WHAT THE TASK ASKS – Please pick up the news report on the sectarian fighting in Lebanon and continue it past its final sentence.

DOCUMENT –
◇ ◇ ◇ ◇ ◇

Saturday's gunbattle occurred in the town of Halba in Akkar, a remote Sunni region in northernmost Lebanon when fighters loyal to Sunni leader Saad Hariri and the government clashed with members of the Syrian Social Nationalist Party, a secular pro Syrian group allied with the Shiite Hezbollah.

The pro-government fighters stormed the office of the SSNP and set it ablaze after the gunbattle.

The number raises to 37 the death toll since Shiite-Sunni sectarian erupted in Beirut on Wednesday and spread to other regions.

Seeking to stop the country's slide toward all-out sectarian strife, the Lebanese army command earlier ordered its troops Saturday to establish security, calling on all parties to withdraw their gunmen and reopen roads while offering the opposition Hezbollah a compromise.

The army statement said the issue of Hezbollah's controversial communications network will be handled by the army's Signal Corps and the airport security chief, whose sacking precipitated the latest crisis, will be reinstated.

The measures are seen as conciliatory to Hezbollah and meets some of their demands.

The chief's removal and the government's decision to declare the communications network illegal sparked days of the worst sectarian clashes in the country since the civil war ended in 1990.

The army statement came after Prime Minister Fuad Saniora called on the army Saturday to restore law and order across Lebanon and remove gunmen from the streets, accusing Hezbollah of staging an armed coup.

Saniora's first comment since fighting erupted Wednesday came as conditions appeared to be mostly calm in Beirut's Muslim sector a day after Shiite gunmen swept through the area. Elsewhere around the country, however, violence appeared to be on the rise.

◇ ◇ ◇ ◇ ◇

SUPPLIED INFORMATION –

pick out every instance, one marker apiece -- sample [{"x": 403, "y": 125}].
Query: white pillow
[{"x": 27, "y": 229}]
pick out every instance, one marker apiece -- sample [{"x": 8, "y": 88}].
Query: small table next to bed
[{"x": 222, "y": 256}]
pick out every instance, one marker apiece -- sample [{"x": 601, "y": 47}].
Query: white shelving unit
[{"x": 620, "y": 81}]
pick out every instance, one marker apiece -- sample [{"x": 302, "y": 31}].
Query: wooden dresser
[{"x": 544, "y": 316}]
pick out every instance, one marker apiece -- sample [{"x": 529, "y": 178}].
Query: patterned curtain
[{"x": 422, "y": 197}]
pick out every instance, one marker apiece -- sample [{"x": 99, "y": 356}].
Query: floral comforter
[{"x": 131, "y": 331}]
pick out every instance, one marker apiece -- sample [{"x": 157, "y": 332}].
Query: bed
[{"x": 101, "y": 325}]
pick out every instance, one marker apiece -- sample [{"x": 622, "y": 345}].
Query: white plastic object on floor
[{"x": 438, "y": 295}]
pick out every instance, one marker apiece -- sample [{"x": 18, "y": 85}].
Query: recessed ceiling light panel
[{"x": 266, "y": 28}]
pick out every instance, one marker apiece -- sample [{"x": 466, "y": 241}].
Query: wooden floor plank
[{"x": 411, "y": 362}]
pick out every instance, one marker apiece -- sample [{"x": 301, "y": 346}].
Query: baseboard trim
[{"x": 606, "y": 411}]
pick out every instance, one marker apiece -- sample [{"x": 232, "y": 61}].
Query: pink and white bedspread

◇ ◇ ◇ ◇ ◇

ANSWER TO THIS TASK –
Some 25 people have died in four days of clashes.

Hezbollah moved Thursday to seize the Sunni neighborhoods of Beirut in a show of force after its leader Hassan Nasrallah accused the U.S. backed government of "declaring war" on his group when it declared the organization's communications network illegal and ordered the removal of the airport security chief.

The army statement said the communications network will be dealt with "in a way that does not harm the national interest and the security of the (Hezbollah) resistance."

The statement also called on the parties "restore things back to where they were ... withdraw the gunmen and reopen the roads."

It ordered the army units "to continue to take measures on the ground to establish security and spread state authority and arrest the violators."

In a Sunni Muslim neighborhood of the capital, a Shiite shopowner opened fire on a funeral procession Beirut, killing two and wounding six, police and witnesses said.

In a mountain town east of Beirut, Hezbollah accuses a pro-government Druse group of kidnapping three of its members and killing two of them. A statement held Druse leader Walid Jumblatt "personally responsible" for the safety of the third man.

In Beirut's western Muslim sector, though, the focus of the fighting, most Hezbollah gunmen had pulled out leaving just small bands of their Shiite Amal allies to patrol the streets.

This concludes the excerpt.